*What you will do*.
Where a line contains "Category: round dough ball", start there and write out that line and each one after it, word for word, through the final line of the entries; add nothing else.

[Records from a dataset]
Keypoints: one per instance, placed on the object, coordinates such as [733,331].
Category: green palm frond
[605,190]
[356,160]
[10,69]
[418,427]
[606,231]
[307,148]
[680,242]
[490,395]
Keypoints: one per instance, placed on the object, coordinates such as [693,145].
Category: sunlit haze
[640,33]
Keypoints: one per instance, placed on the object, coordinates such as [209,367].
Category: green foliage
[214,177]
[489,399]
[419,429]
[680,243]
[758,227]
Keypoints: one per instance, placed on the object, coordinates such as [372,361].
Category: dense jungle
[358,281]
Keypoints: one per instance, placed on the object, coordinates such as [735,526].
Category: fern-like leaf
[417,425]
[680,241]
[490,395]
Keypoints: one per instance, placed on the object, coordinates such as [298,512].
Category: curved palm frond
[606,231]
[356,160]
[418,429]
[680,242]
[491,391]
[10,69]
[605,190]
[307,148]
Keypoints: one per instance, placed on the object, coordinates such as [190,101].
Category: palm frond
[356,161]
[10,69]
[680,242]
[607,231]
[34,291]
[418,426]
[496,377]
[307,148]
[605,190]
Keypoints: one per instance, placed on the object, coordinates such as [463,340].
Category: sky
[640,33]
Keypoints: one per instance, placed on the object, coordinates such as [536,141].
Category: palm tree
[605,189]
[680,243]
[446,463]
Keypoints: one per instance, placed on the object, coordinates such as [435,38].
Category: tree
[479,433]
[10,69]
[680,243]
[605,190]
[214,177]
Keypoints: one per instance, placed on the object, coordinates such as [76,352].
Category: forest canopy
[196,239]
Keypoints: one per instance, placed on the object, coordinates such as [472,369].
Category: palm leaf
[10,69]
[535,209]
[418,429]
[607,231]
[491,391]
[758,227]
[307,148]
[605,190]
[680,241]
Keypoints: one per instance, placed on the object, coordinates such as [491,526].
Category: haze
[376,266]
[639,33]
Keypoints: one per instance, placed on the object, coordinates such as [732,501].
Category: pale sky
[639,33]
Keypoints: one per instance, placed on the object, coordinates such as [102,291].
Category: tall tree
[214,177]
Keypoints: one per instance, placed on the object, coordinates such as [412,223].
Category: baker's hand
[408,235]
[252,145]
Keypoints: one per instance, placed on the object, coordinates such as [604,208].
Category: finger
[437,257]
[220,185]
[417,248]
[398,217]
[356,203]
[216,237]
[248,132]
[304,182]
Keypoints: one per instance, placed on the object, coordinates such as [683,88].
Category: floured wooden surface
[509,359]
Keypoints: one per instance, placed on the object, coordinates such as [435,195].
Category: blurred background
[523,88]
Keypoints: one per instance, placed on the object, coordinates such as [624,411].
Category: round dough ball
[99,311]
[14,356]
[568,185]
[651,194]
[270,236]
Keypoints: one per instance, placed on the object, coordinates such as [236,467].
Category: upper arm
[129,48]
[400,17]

*Exercise result*.
Category: round dough ball
[99,311]
[14,356]
[568,185]
[651,194]
[270,236]
Keypoints: one per instance, placed on the object, coordinates such as [236,467].
Category: upper arm
[129,48]
[400,17]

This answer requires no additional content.